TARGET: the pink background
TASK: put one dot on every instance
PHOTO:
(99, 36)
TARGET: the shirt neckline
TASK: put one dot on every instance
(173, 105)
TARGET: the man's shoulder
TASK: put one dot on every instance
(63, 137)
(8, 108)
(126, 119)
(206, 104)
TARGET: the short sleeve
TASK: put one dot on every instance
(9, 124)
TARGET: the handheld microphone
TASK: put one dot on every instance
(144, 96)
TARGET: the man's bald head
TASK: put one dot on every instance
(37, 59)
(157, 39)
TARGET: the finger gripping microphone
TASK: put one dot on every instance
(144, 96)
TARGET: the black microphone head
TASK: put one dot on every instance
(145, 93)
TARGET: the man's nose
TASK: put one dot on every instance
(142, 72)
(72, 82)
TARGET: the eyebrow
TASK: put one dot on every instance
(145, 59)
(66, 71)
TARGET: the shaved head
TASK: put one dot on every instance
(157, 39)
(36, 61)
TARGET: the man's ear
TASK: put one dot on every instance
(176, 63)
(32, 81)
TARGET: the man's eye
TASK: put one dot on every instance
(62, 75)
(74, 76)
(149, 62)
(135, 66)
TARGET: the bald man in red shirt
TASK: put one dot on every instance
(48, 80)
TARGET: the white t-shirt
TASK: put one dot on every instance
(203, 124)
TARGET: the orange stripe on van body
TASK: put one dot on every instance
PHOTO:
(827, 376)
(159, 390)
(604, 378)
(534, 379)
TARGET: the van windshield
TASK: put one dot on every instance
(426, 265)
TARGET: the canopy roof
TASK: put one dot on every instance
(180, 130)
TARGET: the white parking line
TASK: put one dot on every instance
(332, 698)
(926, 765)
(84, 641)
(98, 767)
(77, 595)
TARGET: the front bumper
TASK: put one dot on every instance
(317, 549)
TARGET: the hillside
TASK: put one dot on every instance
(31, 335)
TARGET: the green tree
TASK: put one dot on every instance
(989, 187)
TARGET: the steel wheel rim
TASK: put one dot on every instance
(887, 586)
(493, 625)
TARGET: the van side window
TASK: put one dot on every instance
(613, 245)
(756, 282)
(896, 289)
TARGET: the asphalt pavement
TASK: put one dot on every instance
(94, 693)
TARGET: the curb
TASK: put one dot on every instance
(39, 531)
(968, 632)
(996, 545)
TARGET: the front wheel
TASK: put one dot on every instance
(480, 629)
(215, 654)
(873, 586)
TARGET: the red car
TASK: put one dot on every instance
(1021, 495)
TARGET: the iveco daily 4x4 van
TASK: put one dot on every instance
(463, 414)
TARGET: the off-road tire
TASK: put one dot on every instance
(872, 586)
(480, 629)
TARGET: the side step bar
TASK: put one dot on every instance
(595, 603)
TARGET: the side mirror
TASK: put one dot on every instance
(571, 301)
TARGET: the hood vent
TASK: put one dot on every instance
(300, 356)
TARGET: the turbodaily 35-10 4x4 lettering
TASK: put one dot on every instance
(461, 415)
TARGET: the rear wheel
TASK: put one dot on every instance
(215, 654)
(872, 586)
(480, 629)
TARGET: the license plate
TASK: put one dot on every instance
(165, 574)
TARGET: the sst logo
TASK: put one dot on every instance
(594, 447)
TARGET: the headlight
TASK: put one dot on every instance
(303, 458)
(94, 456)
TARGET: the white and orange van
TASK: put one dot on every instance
****************************************
Activity: Retrieve every line above holding the word "orange".

Response to the task:
TARGET: the orange stripe on van body
TARGET: the white and orange van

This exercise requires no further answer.